[Start of section]
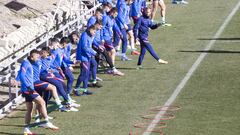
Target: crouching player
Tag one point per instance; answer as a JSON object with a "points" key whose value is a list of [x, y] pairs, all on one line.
{"points": [[141, 30], [30, 95]]}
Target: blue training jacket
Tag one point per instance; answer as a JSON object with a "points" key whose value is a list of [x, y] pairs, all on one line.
{"points": [[84, 47], [142, 26], [57, 55], [110, 25], [25, 75], [91, 21], [98, 38], [67, 55], [36, 70], [46, 65], [136, 7], [123, 15]]}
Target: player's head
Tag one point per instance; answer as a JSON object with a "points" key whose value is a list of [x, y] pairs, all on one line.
{"points": [[64, 41], [129, 2], [74, 37], [107, 6], [99, 13], [91, 30], [147, 12], [54, 43], [98, 25], [113, 12], [45, 52], [34, 55]]}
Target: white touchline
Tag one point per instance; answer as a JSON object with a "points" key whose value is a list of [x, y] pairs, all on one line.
{"points": [[191, 71]]}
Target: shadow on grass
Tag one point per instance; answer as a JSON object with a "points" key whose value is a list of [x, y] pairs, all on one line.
{"points": [[210, 51], [218, 39], [14, 117], [6, 133], [11, 125], [51, 107], [135, 68]]}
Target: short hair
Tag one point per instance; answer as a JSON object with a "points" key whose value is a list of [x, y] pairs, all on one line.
{"points": [[70, 37], [34, 51], [107, 4], [100, 10], [47, 49], [98, 22], [53, 41], [92, 27], [113, 10], [64, 40]]}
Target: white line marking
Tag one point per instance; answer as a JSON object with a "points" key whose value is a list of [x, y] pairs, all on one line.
{"points": [[191, 71]]}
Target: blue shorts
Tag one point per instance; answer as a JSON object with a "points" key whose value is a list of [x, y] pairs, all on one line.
{"points": [[30, 96], [40, 86], [108, 45]]}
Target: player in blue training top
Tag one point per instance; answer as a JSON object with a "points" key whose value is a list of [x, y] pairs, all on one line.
{"points": [[25, 75], [84, 54], [66, 48], [141, 30], [52, 76], [109, 25]]}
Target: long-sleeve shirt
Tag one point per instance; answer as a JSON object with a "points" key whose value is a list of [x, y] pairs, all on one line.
{"points": [[46, 65], [136, 7], [123, 15], [84, 48], [109, 25], [91, 21], [36, 70], [57, 55], [25, 75], [142, 26], [67, 55], [98, 38]]}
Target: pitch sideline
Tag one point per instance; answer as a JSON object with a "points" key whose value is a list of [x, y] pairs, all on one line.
{"points": [[190, 72]]}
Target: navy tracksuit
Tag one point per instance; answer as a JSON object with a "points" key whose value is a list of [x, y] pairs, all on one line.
{"points": [[84, 54], [52, 76], [65, 67], [141, 30]]}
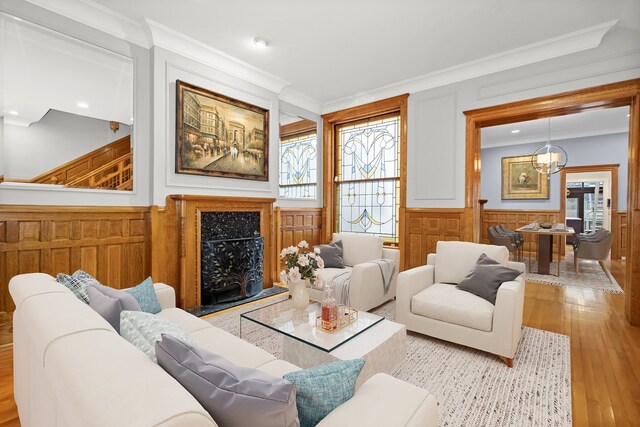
[End of section]
§ **Task description**
From the records above, show each line that contains the word "white".

§ **Task solution**
Target: white touchline
Target: white line marking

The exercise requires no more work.